> **Teks yang Diberikan**
Oleh: Edy Mulyadi* Dualisme Asosiasi Kopi Bakal Berlanjut, Ini Harapan Pengusaha Dari Lampung . Begitu judul beberapa waktu silam. Is...
Oleh: Edy Mulyadi*
Dualisme Asosiasi Kopi Bakal Berlanjut, Ini Harapan Pengusaha Dari
Lampung.
Begitu judul beberapa waktu silam. Isinya, cerita tentang kisruh yang berujung
pecahnya di organisasi para pengekspor kopi yang tampaknya bakal berlanjut.
Sekadar menyegarkan ingatan bersama, sebelumnya pelaku ekspor kopi
bernaung di satu wadah, yaitu Asosiasi Eksportir Kopi Indonesia (AEKI). Namun
pada Rapat Umum Anggota (RUA) RUA ke-8 lima tahun silam, sejumlah anggota
hengkang. Kelompok yang dimotori AEKI Jawa Timur ini kecewa terhadap kinerja
pengurus pusat. Akhirnya mereka membentuk Gabungan AEKI (GAEKI).
Nah menurut berita tersebut, dualisme organisasi eksportir dan
industri kopi Indonesia itu tampaknya belum segera berakhir. Pasalnya, RUA AEKI
ke-9 yang digelar di Jakarta 10-11 Maret lalu sepertinya bakal mempertahankan
status quo. Indikatornya, RUA menerima laporan pertanggungjawaban pengurus
pusat masa bakti 2010-2015, dengan mulus.
Mulus? Ah, ternyata tidak juga. Sebagian (besar?) peserta mencium
gelagat bakal langgengnya status quo. Buktinya, mereka langsung meninggalkan
ruang sidang dan kembali ke daerah masing-masing sebelum perhelatan selesai.

> **Perintah Tugas 1**
Tentukan apakah setiap pernyataan berikut sesuai dengan teks tentang asosiasi kopi: (a) RUA AEKI ke-9 diadakan di Jakarta pada 10-11 Maret; (b) anggota yang hengkang membentuk organisasi bernama AEKI Baru; (c) semua peserta tetap berada di ruang sidang sampai perhelatan selesai. Jawab ya atau tidak untuk masing-masing, lalu kutip kata-kata teks yang menentukannya.

Data anotasi lokasi objek:
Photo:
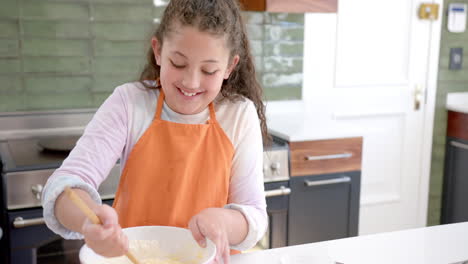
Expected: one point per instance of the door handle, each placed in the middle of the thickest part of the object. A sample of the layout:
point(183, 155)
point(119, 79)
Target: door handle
point(344, 179)
point(282, 191)
point(419, 96)
point(19, 222)
point(459, 145)
point(332, 156)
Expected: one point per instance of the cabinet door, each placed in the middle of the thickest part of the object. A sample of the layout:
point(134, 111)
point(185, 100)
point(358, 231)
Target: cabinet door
point(455, 196)
point(323, 207)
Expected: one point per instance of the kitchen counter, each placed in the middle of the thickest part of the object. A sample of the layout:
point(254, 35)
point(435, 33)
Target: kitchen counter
point(444, 244)
point(301, 126)
point(457, 102)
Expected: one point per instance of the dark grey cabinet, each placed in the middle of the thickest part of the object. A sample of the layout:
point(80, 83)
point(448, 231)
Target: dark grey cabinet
point(323, 207)
point(455, 190)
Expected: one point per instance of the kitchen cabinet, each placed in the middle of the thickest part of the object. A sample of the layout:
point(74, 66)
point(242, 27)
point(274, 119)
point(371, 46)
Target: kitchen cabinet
point(292, 6)
point(454, 195)
point(325, 189)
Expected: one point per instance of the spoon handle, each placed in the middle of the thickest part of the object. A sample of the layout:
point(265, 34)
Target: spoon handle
point(91, 215)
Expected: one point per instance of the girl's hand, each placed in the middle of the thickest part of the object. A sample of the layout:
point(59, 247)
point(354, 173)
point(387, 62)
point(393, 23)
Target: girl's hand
point(209, 223)
point(107, 239)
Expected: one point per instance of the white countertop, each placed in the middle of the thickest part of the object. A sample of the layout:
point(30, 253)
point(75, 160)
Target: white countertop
point(431, 245)
point(295, 127)
point(457, 102)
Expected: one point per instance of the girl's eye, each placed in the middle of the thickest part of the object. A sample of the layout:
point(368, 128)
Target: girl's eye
point(177, 66)
point(209, 73)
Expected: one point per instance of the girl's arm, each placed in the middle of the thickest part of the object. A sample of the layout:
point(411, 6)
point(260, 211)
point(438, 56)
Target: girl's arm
point(87, 165)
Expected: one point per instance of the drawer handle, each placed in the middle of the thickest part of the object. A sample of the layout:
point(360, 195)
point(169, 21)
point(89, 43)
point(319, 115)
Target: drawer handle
point(327, 182)
point(278, 192)
point(19, 222)
point(333, 156)
point(459, 145)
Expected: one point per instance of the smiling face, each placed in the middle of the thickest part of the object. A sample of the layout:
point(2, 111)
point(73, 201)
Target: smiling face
point(193, 66)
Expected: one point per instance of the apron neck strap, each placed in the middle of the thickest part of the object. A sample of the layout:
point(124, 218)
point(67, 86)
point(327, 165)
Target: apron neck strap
point(161, 102)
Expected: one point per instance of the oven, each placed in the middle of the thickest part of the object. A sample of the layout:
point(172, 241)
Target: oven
point(26, 166)
point(32, 146)
point(276, 182)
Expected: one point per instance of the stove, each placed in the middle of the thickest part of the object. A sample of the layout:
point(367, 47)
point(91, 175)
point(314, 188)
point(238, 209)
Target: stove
point(32, 146)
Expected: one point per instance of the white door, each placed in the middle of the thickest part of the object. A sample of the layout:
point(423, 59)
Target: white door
point(362, 67)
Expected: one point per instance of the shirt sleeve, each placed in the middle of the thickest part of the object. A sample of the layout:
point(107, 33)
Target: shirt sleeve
point(91, 160)
point(246, 190)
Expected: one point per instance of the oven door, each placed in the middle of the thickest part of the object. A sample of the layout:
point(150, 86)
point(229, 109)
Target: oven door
point(30, 241)
point(277, 198)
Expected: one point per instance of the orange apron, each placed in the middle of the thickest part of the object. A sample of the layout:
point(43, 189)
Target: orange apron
point(173, 172)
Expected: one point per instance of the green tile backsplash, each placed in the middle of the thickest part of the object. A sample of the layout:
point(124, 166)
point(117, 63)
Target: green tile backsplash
point(57, 54)
point(448, 81)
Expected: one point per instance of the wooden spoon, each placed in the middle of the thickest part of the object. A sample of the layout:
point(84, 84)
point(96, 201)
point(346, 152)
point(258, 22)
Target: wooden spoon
point(92, 216)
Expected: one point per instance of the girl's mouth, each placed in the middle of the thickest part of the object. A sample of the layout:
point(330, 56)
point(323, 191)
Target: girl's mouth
point(187, 93)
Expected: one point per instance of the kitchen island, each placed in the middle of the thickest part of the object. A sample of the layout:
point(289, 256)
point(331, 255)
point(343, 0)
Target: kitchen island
point(444, 244)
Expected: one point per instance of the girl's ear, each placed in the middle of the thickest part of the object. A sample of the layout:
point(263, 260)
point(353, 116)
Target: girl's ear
point(156, 50)
point(231, 67)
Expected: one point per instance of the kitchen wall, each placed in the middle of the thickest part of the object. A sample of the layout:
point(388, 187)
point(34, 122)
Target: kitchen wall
point(57, 54)
point(448, 81)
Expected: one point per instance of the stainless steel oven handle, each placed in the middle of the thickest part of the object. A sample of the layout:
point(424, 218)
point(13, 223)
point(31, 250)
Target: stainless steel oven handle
point(459, 145)
point(278, 192)
point(332, 156)
point(19, 222)
point(327, 182)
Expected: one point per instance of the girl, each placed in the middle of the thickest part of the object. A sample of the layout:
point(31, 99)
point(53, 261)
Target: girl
point(189, 139)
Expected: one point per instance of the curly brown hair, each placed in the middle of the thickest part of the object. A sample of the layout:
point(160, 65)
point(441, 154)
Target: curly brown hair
point(218, 17)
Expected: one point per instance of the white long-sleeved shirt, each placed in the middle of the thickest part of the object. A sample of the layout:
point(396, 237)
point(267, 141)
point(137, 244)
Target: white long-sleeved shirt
point(121, 121)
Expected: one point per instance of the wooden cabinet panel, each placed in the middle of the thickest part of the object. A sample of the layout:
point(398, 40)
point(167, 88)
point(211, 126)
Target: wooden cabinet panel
point(292, 6)
point(325, 156)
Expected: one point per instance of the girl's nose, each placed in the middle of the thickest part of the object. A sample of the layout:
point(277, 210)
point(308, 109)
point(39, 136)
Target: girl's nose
point(191, 80)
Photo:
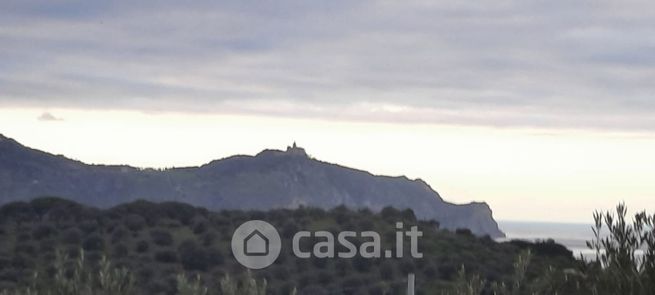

> **Perintah Tugas 2**
Skalakan ulang baris data, mulai dari baris yang memuat "Expected: one point per instance of the wooden spoon, each" dan berakhir pada baris yang memuat "point(189, 139)", kedua baris itu ikut. Tulis kembali hanya baris-baris tersebut beserta permintaannya, dan kalikan setiap koordinat dalam jawaban (bukan dalam permintaan atau contoh formatnya) dengan 1,65 lalu bulatkan ke bilangan bulat, dengan nilai setengah dibulatkan ke atas.

> **Jawaban Tertulis 1**
(a) Ya: "RUA AEKI ke-9 yang digelar di Jakarta 10-11 Maret lalu"
(b) Tidak: "Akhirnya mereka membentuk Gabungan AEKI (GAEKI)."
(c) Tidak: "mereka langsung meninggalkan ruang sidang dan kembali ke daerah masing-masing sebelum perhelatan selesai."

> **Jawaban Tertulis 2**
Expected: one point per instance of the wooden spoon, each placed in the middle of the thickest part of the object. A sample of the layout:
point(84, 84)
point(96, 201)
point(346, 152)
point(258, 22)
Target: wooden spoon
point(152, 356)
Expected: one point per instance of the girl's mouth, each placed in the middle of the thickest part of the object. A sample of the layout:
point(330, 56)
point(323, 191)
Target: girl's mouth
point(309, 153)
Expected: one point per instance of the kitchen island, each placed in the middle of the thickest part of the object. A sample of the layout:
point(289, 256)
point(331, 255)
point(343, 0)
Target: kitchen island
point(733, 403)
Expected: one point per instance of the girl's ear, each placed in the middle of the thickest part of the object. A sample of the layout:
point(263, 260)
point(353, 116)
Target: girl's ear
point(257, 83)
point(381, 111)
Expected: one point per instance of the kitchen wall, each placed in the middle of the thickest part of the object. A sample of the layout:
point(388, 187)
point(34, 122)
Target: kitchen wall
point(94, 89)
point(739, 134)
Expected: one point per instance of the stainless steel oven handle, each placed in the middle of the thickest part of the object. A sample of the layout:
point(424, 218)
point(13, 223)
point(31, 250)
Target: stainless steel oven handle
point(757, 239)
point(459, 317)
point(548, 257)
point(31, 366)
point(540, 300)
Expected: one point per instance of the girl, each placed in the middle of the thickest part of the object. A sample of the layout:
point(31, 99)
point(53, 261)
Target: girl
point(312, 229)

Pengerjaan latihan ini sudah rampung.